• Given task 1
In the records, from the beginning up to and including the line with "point(1032, 407)", substitute "windscreen" for "windshield" and leave every other part unchanged. Give back only those lines, with the pictures left out.

• Excerpted text
━━━━━━━━
A Shrine for Orpheus
Pip Stokes
.
The first temple was made by the bees with feathers, wax and honey.
Calasso
.
… it is Orpheus. His metamorphosis
In this one and this. We should not trouble
about other names. Once and for all
It’s Orpheus when there’s singing.
Rilke. Sonnets to Orpheus
.
We are the bees of the invisible
We frantically plunder the visible of its honey
To accumulate it in the great golden hive
Of the invisible
Rilke
.
In mythology, honey was regarded as a spiritual substance and the bees were godly… This belief was… influenced by the whole process of honey production as constituting a link between earthly and heavenly levels. The influx of a substance from the whole environment – plants, minerals, and sun – was the essence of the bee-cult… The whole builds a unity, … in a humane, warm way, through principles of cooperation and brotherhood.
Beuys
.
.
This installation, A Shrine for Orpheus, comprises four hundred hand cast beeswax blocks and a traditional beebox, in use by the bees until recently, accompanied by found objects such as old mirrors as well as ephemera collected from nature including feathers, bones and the salt mummified skeleton of a rabbit. Over the past year I have worked with the living beehive, placing votive offerings associated with poetry, death and renewal into the hive: objects such as books, cast wax pages, vessels, textiles and bones. Melbourne writer, Paul Carter has engraved wax tablets with aphoristic poems to the bees. These objects have been transformed through the bees’ processes of honeycomb- building.
The metaphors of the beehive in this connection to poetry, death and renewal are explored in the materials and structures of the installation. The warm sweet- smelling wax of the bees, cast into six sided blocks, provides the building material for the Shrine and two mausoleums, each with a void space, a space of underworld. The void of the larger mausoleum contains, ashy, burnt books, personal photos from family albums scorched by fire, evoking ‘shades’, the shadowy dead – and porcelain-like bones which have been materially transformed by cremation in a kiln. The second beeswax ‘grave’ has two voids, one of which contains a beeswax- bound and dipped facsimile of handwritten poems by Keats and, in the other opening, a book of insect morphology, also dipped and bound in beeswax.
The traditional beebox in the centre of the ruin of the Shrine is placed on a lake of mirrors. The mirrors have lost their tain and been translucently washed with plaster of Paris to further dim our view into the obscurely reflective world that lies beneath. The Shrine is accompanied by offerings of honey, honeycomb, beeswax bound books and pages cast from beeswax awaiting new poems, laid at its entrance.
Myths of death, dismemberment, transformation and resurrection have haunted the Western imagination from Isis to Dionysus, Orpheus and Christ. In his essay, The Gaze of Orpheus, the French literary theorist, Maurice Blanchot, has interpreted this myth as the descent of the artist to the realm of death to gain the work of art. Out of the failure of the artist, a necessary failure, emerges the artwork, wounded and bearing the ash of its origins.
The work of mourning, the work of healing.
.
Reflection, apparition, illusion: what appears as image, disappears evaporatively. As we change our place the space is already gone: the mirror holds a trace. What is veiled, enigmatic, uncertain remains as shadow that casts a light.
The temple re admits this invisible.
━━━━━━━━
• Dataset records
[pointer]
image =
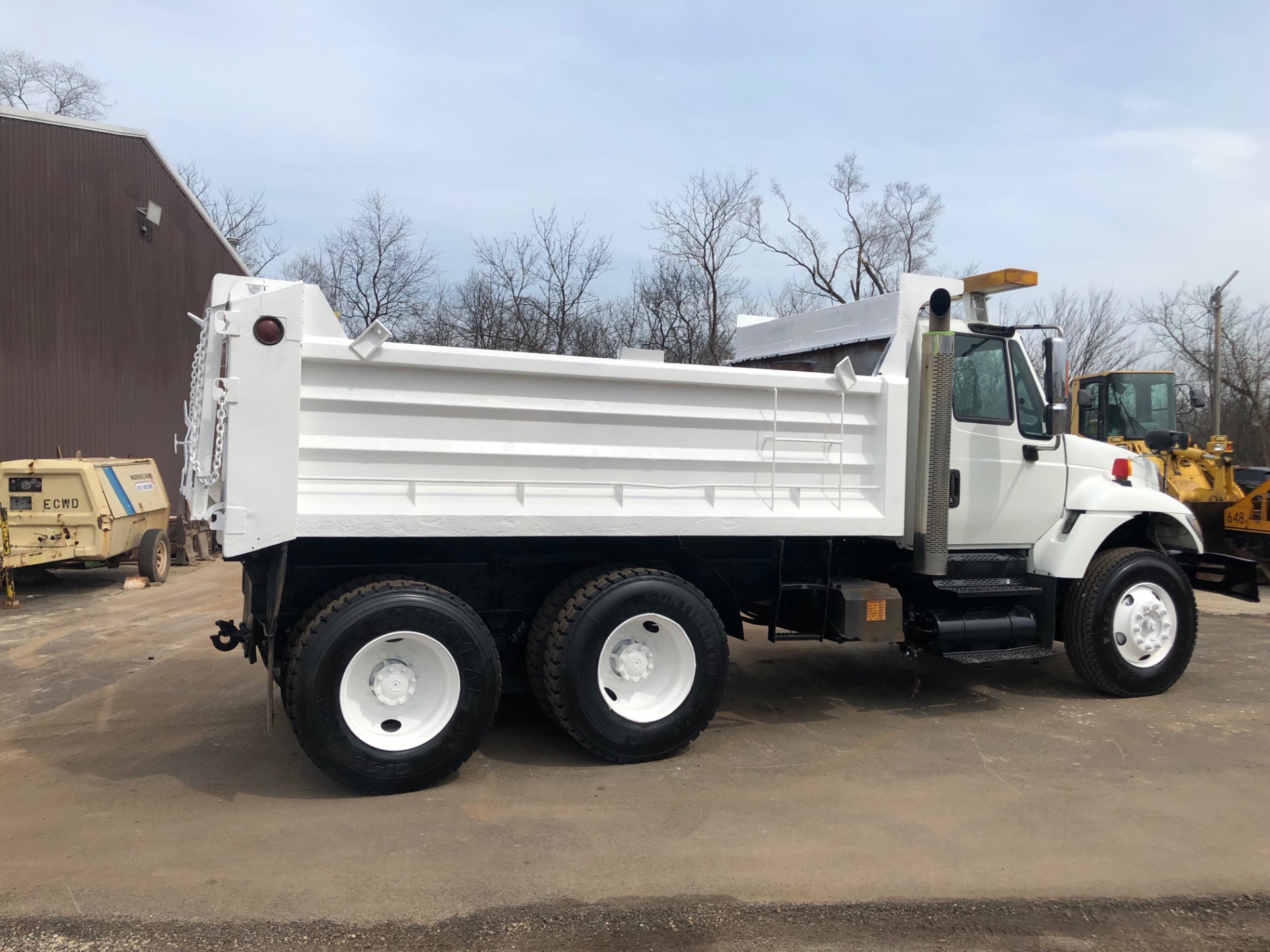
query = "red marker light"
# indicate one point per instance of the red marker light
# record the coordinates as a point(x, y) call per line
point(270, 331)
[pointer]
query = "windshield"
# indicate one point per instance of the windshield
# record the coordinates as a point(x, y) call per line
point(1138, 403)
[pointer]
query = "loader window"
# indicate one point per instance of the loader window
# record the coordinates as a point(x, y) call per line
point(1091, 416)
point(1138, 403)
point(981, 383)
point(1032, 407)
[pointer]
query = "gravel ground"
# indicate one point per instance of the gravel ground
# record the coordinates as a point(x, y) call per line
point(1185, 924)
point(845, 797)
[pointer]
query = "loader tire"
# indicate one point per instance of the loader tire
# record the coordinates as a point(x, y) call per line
━━━━━━━━
• Given task 2
Transcribe the passage about A Shrine for Orpheus from "Myths of death, dismemberment, transformation" up to and including "admits this invisible.".

• Output 1
[pointer]
image =
query = "red marker light"
# indicate one point per instance of the red marker light
# record the coordinates as a point(x, y) call per line
point(270, 331)
[pointer]
query = "windscreen"
# indicate one point per instance of the windscreen
# record the coordinates as a point(x, y) call per line
point(1138, 403)
[pointer]
query = "loader window"
# indicate one point per instance of the loader window
# record the coordinates as a point(x, y) call per line
point(1091, 416)
point(1138, 403)
point(981, 383)
point(1032, 407)

• Output 2
Myths of death, dismemberment, transformation and resurrection have haunted the Western imagination from Isis to Dionysus, Orpheus and Christ. In his essay, The Gaze of Orpheus, the French literary theorist, Maurice Blanchot, has interpreted this myth as the descent of the artist to the realm of death to gain the work of art. Out of the failure of the artist, a necessary failure, emerges the artwork, wounded and bearing the ash of its origins.
The work of mourning, the work of healing.
.
Reflection, apparition, illusion: what appears as image, disappears evaporatively. As we change our place the space is already gone: the mirror holds a trace. What is veiled, enigmatic, uncertain remains as shadow that casts a light.
The temple re admits this invisible.